* Exercise details
Would it be possible to quote, exactly and in full, the lines from the one with "Identify the grey" through the end of the entries below?

• • • •

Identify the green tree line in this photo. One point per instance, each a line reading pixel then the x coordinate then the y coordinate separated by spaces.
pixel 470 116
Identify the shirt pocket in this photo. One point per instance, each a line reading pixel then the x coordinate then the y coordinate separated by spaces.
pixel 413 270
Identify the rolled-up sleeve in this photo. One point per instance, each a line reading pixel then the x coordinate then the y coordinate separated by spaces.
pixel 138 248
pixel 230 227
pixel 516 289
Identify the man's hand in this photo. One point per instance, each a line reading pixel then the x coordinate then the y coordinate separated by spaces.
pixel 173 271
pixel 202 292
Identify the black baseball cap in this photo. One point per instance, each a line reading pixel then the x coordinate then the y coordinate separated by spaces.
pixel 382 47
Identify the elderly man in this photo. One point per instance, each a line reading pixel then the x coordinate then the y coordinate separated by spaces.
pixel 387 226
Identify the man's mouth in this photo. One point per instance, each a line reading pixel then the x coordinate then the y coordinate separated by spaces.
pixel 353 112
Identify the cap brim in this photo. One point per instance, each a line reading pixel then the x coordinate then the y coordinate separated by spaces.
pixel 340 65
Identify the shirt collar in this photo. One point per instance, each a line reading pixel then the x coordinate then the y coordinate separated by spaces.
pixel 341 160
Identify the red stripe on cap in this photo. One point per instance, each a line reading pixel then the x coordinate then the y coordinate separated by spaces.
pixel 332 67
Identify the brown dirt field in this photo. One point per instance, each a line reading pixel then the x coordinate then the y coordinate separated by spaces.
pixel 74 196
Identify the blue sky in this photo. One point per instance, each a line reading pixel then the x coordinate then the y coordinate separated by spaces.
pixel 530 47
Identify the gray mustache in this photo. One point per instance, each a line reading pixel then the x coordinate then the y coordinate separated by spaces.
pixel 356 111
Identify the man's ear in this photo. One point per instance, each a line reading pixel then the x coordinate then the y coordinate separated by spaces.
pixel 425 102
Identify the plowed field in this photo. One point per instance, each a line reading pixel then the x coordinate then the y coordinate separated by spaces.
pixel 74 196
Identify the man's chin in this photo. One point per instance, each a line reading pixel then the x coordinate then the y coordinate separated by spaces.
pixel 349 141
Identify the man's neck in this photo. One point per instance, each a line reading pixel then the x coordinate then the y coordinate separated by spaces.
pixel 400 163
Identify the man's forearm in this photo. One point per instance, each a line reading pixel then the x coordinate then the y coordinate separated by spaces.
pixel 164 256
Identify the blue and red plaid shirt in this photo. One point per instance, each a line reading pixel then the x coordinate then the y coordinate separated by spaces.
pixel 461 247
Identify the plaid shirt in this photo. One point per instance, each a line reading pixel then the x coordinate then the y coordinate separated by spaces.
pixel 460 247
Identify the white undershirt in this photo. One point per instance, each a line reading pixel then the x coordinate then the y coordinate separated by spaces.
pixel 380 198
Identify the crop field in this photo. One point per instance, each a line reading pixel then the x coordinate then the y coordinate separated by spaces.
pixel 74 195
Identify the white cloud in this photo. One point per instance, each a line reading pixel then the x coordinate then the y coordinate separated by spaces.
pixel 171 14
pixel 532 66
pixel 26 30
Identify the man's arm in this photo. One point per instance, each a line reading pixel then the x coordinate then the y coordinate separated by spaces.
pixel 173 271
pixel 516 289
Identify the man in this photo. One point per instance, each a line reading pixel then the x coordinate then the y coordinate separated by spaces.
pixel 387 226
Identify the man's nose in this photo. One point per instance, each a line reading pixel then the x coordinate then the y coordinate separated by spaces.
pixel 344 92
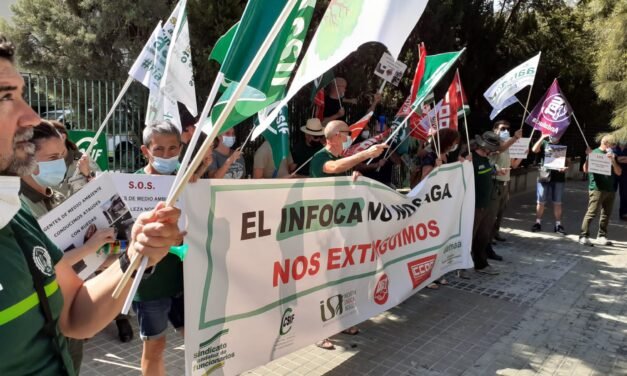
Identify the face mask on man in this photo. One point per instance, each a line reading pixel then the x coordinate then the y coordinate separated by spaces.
pixel 347 144
pixel 9 198
pixel 165 166
pixel 51 173
pixel 228 141
pixel 504 135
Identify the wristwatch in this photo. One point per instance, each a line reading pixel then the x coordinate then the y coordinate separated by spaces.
pixel 125 262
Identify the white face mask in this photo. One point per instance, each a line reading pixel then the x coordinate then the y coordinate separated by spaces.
pixel 51 173
pixel 228 141
pixel 9 198
pixel 504 135
pixel 347 144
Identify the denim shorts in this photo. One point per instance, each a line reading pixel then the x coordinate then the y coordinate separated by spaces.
pixel 153 316
pixel 554 191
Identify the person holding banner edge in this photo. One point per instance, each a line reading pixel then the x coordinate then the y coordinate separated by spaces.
pixel 328 161
pixel 159 297
pixel 601 193
pixel 60 303
pixel 550 185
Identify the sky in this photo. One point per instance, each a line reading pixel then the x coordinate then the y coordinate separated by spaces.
pixel 5 11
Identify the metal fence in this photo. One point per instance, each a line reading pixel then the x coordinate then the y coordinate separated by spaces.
pixel 83 105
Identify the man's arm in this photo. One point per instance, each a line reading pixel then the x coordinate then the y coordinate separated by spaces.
pixel 88 306
pixel 340 113
pixel 615 166
pixel 507 144
pixel 345 164
pixel 538 145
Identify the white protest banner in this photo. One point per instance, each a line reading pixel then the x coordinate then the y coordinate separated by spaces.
pixel 292 261
pixel 96 206
pixel 142 192
pixel 554 157
pixel 520 148
pixel 599 164
pixel 390 69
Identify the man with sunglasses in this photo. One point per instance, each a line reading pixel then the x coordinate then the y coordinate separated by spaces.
pixel 329 162
pixel 312 141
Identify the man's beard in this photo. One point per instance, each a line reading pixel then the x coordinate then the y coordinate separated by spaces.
pixel 23 162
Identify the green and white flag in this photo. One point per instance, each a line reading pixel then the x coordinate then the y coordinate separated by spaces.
pixel 277 134
pixel 166 69
pixel 436 67
pixel 269 82
pixel 345 26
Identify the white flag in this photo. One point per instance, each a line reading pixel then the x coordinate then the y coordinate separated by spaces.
pixel 514 81
pixel 497 110
pixel 343 29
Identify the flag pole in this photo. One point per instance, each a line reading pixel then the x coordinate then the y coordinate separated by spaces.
pixel 337 92
pixel 459 82
pixel 381 87
pixel 522 122
pixel 250 71
pixel 203 116
pixel 123 91
pixel 301 166
pixel 580 130
pixel 437 127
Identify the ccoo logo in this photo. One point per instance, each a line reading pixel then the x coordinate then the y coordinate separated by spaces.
pixel 381 292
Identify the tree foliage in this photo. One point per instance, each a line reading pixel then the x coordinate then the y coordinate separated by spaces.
pixel 608 22
pixel 99 39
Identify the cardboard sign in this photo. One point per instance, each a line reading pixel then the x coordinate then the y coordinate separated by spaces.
pixel 599 164
pixel 520 149
pixel 390 69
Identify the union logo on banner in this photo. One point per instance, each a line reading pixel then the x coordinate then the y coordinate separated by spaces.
pixel 420 270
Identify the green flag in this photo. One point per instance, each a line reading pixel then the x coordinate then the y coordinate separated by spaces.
pixel 277 135
pixel 269 82
pixel 221 48
pixel 436 67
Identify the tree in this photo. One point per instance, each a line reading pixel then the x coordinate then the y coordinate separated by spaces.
pixel 608 22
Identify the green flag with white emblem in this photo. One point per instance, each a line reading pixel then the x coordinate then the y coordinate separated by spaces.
pixel 269 82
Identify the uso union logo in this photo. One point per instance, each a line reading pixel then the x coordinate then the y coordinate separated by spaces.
pixel 381 292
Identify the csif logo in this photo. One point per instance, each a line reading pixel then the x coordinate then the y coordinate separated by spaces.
pixel 286 321
pixel 420 270
pixel 332 307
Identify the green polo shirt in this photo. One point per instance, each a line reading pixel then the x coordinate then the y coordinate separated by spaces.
pixel 24 347
pixel 483 180
pixel 599 182
pixel 167 279
pixel 316 165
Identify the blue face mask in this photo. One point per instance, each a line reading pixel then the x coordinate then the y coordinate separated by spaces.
pixel 165 166
pixel 51 173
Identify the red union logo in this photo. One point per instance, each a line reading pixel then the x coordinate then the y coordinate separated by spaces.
pixel 420 270
pixel 381 290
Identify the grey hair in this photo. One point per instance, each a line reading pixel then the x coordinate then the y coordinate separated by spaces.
pixel 163 128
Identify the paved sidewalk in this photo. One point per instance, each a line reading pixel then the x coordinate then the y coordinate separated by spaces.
pixel 557 308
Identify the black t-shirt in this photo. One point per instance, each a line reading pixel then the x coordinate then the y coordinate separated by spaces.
pixel 331 107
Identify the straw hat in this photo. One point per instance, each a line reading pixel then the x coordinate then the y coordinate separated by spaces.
pixel 488 140
pixel 313 127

• • • •

* Answer to the exercise
Identify the grey hair in this photo. One point per instance, each a line reading pixel then the x coordinate then the y coordinate separated by spaces.
pixel 163 128
Identify the paved sidewalk in this photo. One point per instance, each a line reading pixel then the x coordinate then the y coordinate separated by spaces.
pixel 557 308
Identify the black t-shirt in this photo. One point per instance, each a line reading pixel then the x coordinate then the y coordinate separated by spaces.
pixel 331 107
Identify the straw hat in this photo. One point per instance, each a line reading pixel then the x coordinate then the y coordinate separated by spaces.
pixel 488 140
pixel 313 127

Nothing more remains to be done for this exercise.